_TÂCHES À FAIRE_
1. Dans le récit du salon du livre, qu'est-ce qui bruisse en coulisses pendant que le jury du Goncourt hante les allées ? Citez les quatre choses nommées.
2. Dans le récit du salon du livre, mettez à jour le passage allant de « Allons marchons ou » à « en avaient une. » en remplaçant « convoi » par « cortège ».
3. Dans le récit du salon du livre, réécrivez plus brièvement le paragraphe qui commence par « Allons marchons ou plutôt TGVons », sans perdre ses faits principaux.

_EXTRAIT DU TEXTE_

────────

« Et si tu venais avec moi au « Livre sur la place » à Nancy ? J’y signe mon dernier livre.»
Bon, ça tombe bien je n’ai rien à y faire. Et assister à un salon littéraire, je ne l’ai jamais fait ; Normal, je ne suis pas écrivain et côté lecture, je débute.
Allons marchons ou plutôt TGVons. Samedi 9h05, gare de l’est, le banc et l’arrière banc du monde édité se bousculent à la remise des billets. C’est que les écrivains en général solitaires, voyagent en groupe. Ou, plutôt les éditeurs, pourvoyeurs officiels d’auteurs pour salons, regroupent leurs ouailles par wagon.
C’est un convoi. Et comme chacun sait, un qu’on voit, en vaut deux.
Et oui parce que dans ses salons, il y a des bons, des bons copains, des Borringer, des bons vivants, des bons écrivains et des bons vendeurs. Parce que le chaland vient voir le people. Et aussi parler, échanger, acheter. L’écrivain vient aussi parler, échanger, en un mot, vendre. Et pour ça certains y mettent tout leur cœur, toute leur âme. S’ils en avaient une.
De longs tréteaux, des linéaires d’auteurs, haute concentration au mètre carré, d’écrivains. Amis et ennemis, copains ou faux-cul.
The best : le jury du Goncourt hante les allées, ça bruisse en coulisses, de noms, de titres, de ragots et de critiques. Sagement assis derrière sa pile de livres, l’auteur armé d’un stylo, (s’il est rodé, d’un feutre), Ma copine n’avait même pas un stylo, elle a signé avec un bic des familles prêté par le librairie et normalement destiné à l’auteur des chèques (autrement dit le lecteur)

────────

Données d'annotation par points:

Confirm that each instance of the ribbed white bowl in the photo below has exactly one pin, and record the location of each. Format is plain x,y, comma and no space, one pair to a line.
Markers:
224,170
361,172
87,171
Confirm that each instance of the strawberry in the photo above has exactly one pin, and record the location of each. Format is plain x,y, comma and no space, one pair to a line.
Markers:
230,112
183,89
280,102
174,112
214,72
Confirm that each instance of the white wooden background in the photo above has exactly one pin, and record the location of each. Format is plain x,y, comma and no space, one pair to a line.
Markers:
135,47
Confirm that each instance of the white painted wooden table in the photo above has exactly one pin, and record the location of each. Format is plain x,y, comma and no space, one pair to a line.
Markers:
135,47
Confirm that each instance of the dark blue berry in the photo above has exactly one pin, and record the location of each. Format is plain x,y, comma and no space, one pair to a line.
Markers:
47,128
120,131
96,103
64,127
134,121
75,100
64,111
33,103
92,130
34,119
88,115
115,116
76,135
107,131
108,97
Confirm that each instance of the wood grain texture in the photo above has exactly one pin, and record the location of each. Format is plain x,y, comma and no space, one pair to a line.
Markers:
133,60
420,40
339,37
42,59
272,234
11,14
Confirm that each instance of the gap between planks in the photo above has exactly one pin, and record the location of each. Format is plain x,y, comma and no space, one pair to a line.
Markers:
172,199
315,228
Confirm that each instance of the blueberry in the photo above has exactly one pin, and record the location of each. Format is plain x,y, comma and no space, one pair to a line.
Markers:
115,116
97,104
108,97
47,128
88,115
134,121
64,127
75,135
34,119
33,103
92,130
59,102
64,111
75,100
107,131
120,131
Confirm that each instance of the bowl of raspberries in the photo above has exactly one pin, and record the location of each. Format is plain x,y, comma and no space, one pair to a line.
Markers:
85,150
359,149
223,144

────────

_RÉPONSES DONNÉES_
1. Des noms, des titres, des ragots et des critiques.

2.
Allons marchons ou plutôt TGVons. Samedi 9h05, gare de l’est, le banc et l’arrière banc du monde édité se bousculent à la remise des billets. C’est que les écrivains en général solitaires, voyagent en groupe. Ou, plutôt les éditeurs, pourvoyeurs officiels d’auteurs pour salons, regroupent leurs ouailles par wagon.
C’est un cortège. Et comme chacun sait, un qu’on voit, en vaut deux.
Et oui parce que dans ses salons, il y a des bons, des bons copains, des Borringer, des bons vivants, des bons écrivains et des bons vendeurs. Parce que le chaland vient voir le people. Et aussi parler, échanger, acheter. L’écrivain vient aussi parler, échanger, en un mot, vendre. Et pour ça certains y mettent tout leur cœur, toute leur âme. S’ils en avaient une.

3. Samedi à 9h05, à la gare de l’Est, tout le petit monde de l’édition se bouscule pour recevoir ses billets. Les écrivains, d’habitude solitaires, voyagent en groupe : ce sont surtout les éditeurs, qui fournissent les auteurs aux salons, qui les regroupent par wagon.